= Data excerpts =
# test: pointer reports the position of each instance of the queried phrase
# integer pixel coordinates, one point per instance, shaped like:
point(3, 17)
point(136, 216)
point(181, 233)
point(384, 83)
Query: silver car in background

= Objective =
Render the entries above as a numbered list, leaving out any blank lines.

= Task output =
1. # test: pointer reports the position of each instance of the queried phrase
2. # integer pixel coordinates, one point per instance, shaped like:
3. point(3, 17)
4. point(136, 216)
5. point(181, 233)
6. point(384, 83)
7. Query: silver car in background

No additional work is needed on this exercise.